What you should do: Exactly as they appear, copy the lines of the listing from the one containing "like (149, 103)." through the final line, both included, and nothing else.

--- START Given data ---

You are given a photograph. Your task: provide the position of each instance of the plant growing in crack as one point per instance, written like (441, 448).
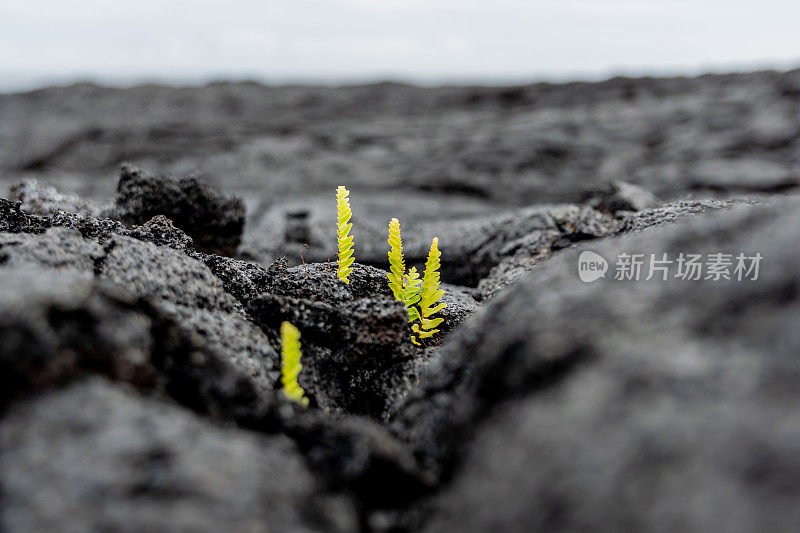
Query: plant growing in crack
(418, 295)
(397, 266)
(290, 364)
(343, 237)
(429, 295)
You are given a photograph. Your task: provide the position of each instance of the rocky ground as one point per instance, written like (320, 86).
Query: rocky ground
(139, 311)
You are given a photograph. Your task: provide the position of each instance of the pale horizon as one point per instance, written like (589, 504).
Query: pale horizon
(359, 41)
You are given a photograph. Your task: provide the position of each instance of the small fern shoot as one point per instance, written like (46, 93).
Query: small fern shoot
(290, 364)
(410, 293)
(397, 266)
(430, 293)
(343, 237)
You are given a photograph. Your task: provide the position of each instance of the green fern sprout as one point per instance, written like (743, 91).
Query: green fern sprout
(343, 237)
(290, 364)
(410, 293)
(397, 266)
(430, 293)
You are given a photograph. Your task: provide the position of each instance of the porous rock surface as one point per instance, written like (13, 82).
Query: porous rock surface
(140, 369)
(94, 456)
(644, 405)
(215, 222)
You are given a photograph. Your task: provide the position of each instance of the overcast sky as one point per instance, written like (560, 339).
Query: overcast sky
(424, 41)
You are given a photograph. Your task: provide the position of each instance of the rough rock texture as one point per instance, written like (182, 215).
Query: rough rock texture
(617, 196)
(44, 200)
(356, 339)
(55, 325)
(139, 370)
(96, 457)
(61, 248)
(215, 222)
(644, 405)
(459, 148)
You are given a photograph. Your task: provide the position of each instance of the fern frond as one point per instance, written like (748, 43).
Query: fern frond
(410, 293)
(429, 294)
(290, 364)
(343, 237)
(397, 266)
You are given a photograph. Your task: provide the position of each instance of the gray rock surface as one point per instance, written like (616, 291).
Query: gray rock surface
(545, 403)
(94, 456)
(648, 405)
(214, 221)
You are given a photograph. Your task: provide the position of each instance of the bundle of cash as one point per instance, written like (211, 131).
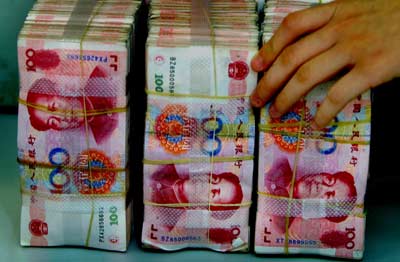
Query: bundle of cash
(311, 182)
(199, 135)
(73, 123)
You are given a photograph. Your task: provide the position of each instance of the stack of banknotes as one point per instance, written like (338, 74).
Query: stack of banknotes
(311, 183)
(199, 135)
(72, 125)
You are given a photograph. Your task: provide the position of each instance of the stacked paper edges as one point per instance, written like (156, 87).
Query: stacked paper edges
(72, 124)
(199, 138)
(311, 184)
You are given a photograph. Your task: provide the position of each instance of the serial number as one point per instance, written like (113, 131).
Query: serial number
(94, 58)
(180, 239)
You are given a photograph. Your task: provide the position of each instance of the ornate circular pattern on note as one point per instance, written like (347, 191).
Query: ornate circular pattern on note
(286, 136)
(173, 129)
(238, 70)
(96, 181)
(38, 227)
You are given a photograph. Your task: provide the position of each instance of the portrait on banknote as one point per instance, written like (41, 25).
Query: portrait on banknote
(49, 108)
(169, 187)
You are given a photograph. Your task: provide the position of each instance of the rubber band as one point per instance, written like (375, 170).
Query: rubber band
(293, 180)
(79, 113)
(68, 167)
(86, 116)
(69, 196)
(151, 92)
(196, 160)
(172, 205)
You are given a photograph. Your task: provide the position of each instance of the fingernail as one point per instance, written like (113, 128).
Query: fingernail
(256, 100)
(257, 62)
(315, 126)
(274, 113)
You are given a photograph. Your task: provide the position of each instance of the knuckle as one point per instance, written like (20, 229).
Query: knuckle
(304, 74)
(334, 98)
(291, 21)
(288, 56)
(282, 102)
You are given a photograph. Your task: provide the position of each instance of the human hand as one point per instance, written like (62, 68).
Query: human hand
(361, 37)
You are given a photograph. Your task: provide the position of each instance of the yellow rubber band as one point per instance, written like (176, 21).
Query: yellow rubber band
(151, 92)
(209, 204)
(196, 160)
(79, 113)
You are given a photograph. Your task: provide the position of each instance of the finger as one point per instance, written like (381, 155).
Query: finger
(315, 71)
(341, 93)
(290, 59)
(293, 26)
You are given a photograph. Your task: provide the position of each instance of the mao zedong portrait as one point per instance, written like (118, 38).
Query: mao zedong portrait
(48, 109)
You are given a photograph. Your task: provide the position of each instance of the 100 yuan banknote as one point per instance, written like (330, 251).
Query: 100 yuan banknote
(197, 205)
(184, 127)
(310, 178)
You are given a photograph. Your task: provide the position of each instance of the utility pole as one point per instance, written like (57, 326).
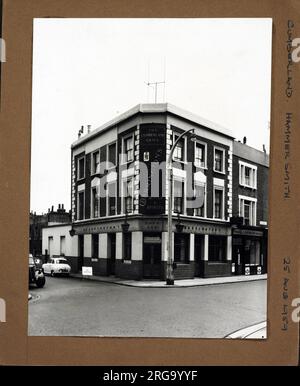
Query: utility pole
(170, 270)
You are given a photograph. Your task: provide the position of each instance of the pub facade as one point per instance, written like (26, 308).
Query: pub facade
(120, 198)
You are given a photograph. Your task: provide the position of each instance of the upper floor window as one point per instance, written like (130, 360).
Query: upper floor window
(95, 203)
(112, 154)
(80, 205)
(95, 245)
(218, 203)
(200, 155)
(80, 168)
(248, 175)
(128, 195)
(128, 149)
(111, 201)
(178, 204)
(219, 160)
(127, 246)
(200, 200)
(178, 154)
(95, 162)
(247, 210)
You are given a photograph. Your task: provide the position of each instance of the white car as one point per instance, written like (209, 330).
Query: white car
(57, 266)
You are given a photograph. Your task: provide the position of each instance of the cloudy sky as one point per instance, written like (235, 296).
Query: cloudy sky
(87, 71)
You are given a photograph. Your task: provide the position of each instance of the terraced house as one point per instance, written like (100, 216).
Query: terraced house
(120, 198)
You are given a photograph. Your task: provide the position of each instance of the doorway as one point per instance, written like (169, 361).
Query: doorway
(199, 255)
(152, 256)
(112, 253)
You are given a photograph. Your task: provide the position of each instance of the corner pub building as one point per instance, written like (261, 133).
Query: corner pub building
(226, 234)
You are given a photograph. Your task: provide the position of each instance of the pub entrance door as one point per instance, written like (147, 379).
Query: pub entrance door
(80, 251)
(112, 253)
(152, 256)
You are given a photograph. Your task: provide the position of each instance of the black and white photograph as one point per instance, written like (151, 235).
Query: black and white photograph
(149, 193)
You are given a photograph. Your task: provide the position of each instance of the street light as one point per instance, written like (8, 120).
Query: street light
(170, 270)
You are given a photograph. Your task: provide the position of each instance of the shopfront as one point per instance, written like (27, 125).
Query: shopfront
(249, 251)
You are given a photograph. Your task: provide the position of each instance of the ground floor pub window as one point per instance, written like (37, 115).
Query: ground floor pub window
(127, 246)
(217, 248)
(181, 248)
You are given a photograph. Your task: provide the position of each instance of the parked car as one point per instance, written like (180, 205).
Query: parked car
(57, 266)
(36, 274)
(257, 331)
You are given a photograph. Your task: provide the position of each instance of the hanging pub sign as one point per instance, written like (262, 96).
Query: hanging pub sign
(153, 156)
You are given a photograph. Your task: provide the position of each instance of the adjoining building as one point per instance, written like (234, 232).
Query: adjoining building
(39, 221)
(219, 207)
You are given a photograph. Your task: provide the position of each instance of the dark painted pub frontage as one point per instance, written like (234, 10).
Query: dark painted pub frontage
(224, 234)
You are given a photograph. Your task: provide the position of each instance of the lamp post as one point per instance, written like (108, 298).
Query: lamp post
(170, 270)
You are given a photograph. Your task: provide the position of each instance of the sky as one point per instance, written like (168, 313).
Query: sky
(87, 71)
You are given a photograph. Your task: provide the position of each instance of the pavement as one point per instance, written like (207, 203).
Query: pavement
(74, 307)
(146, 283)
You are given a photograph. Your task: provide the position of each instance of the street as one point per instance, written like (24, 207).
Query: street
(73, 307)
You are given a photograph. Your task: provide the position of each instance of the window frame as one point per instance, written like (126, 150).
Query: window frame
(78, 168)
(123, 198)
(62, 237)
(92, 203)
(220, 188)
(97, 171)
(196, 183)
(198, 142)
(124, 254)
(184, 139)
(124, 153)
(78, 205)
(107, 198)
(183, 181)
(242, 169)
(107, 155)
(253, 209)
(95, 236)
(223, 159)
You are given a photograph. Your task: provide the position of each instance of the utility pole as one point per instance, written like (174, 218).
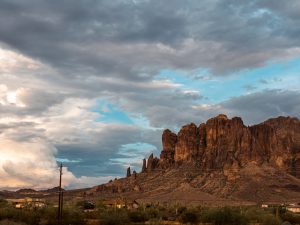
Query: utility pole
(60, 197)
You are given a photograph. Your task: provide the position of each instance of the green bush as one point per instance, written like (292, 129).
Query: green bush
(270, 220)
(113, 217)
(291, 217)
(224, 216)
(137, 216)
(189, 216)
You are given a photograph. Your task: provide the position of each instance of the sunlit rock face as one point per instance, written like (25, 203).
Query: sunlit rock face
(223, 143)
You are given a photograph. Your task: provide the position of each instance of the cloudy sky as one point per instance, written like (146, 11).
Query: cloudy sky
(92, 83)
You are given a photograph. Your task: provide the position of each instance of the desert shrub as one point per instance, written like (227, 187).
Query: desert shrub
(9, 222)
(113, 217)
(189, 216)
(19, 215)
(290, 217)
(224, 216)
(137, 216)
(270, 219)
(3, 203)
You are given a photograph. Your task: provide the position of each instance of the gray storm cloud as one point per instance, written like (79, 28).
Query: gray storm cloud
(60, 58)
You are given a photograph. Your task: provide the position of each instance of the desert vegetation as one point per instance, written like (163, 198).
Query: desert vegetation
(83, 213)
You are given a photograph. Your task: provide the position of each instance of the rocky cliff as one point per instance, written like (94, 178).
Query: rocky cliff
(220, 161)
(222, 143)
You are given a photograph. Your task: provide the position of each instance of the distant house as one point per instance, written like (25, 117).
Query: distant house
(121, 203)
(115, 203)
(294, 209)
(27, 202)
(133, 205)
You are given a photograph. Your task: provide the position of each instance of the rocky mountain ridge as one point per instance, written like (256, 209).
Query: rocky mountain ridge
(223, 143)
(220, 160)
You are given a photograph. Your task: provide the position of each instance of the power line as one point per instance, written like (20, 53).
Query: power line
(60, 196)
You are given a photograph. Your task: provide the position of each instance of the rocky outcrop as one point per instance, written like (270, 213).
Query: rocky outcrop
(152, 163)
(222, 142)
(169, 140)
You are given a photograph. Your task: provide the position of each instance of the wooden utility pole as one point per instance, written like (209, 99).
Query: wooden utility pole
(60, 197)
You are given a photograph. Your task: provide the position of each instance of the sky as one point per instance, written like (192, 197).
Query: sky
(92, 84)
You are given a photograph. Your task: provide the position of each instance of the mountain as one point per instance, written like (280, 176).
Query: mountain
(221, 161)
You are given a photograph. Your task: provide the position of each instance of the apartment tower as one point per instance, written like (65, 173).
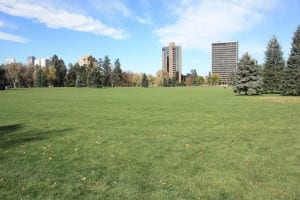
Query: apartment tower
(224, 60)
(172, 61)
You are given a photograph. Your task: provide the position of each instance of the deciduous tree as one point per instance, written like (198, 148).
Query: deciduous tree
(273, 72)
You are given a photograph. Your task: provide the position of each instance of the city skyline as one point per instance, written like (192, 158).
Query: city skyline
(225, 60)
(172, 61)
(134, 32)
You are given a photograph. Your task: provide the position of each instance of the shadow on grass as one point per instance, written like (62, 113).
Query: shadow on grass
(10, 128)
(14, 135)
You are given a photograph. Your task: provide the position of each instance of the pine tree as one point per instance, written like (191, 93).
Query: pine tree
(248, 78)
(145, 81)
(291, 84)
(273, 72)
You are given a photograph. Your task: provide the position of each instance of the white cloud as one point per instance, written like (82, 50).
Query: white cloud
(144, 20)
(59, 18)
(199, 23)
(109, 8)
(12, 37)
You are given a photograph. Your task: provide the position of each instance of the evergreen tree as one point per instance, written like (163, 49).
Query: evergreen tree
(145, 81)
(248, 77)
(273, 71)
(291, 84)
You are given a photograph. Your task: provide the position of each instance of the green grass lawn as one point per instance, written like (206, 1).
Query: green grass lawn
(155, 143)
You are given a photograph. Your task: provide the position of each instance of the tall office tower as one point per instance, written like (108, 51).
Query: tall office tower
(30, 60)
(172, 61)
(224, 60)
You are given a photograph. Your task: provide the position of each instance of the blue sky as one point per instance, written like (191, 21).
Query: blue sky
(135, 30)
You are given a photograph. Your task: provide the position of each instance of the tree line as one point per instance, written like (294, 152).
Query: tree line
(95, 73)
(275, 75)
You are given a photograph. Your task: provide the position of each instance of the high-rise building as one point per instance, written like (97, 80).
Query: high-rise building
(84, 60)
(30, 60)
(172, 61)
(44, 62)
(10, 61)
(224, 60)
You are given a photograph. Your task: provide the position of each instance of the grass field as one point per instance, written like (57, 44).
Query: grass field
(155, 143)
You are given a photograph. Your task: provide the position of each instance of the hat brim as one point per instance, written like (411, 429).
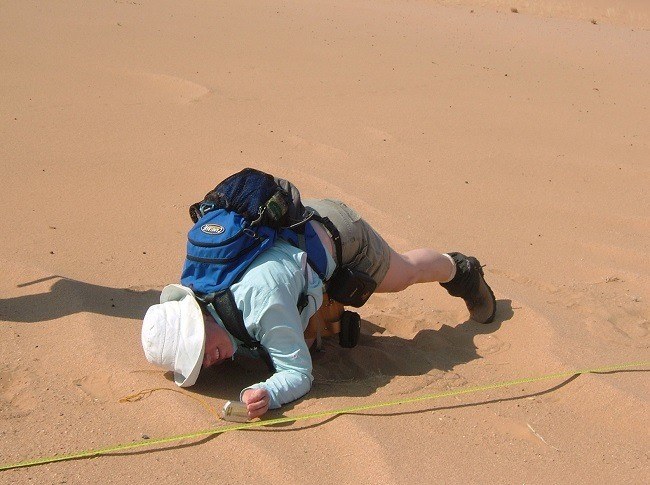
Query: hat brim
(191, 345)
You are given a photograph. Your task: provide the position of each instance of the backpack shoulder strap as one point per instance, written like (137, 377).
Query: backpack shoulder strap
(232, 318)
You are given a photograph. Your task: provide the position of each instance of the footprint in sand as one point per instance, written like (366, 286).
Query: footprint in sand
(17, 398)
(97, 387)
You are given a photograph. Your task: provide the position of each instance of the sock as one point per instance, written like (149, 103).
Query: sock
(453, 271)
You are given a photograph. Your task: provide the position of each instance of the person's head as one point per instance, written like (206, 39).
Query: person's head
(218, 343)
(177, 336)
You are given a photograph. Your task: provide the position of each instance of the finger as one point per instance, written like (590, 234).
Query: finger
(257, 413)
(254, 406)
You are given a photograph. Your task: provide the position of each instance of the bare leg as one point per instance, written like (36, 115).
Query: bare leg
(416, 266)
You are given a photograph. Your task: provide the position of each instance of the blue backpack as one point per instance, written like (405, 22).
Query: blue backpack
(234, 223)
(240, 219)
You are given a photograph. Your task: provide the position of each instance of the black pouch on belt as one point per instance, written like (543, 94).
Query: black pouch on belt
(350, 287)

--- END Given data ---

Exercise result:
You are given a photograph. Your task: provide the position of each instance of the sock as one point per instance, written like (149, 103).
Query: sock
(453, 271)
You are given a photograph. Your task: provide the position of each instance of the person's head as one point per instance, written like (206, 39).
Query: person's head
(218, 343)
(177, 336)
You are given a photograph. Your task: provide the position of each instance of the finger as one point per instance, written like (590, 234).
Query: finger
(257, 413)
(254, 406)
You are given a photograph. Your task: provide the position of each instance of the bare leg as one point per instance, written like (36, 115).
Query: bare leg
(416, 266)
You are given a photograph. Your task: provide the position of each instance of the blue backpack as one point per instance, written like (405, 22).
Query: blue backpack
(234, 223)
(240, 219)
You are given a photograph. Your task: provide the position of each instance of the black pouch on belt as one point per instance, written like (543, 94).
Query: black pouch on belt
(350, 287)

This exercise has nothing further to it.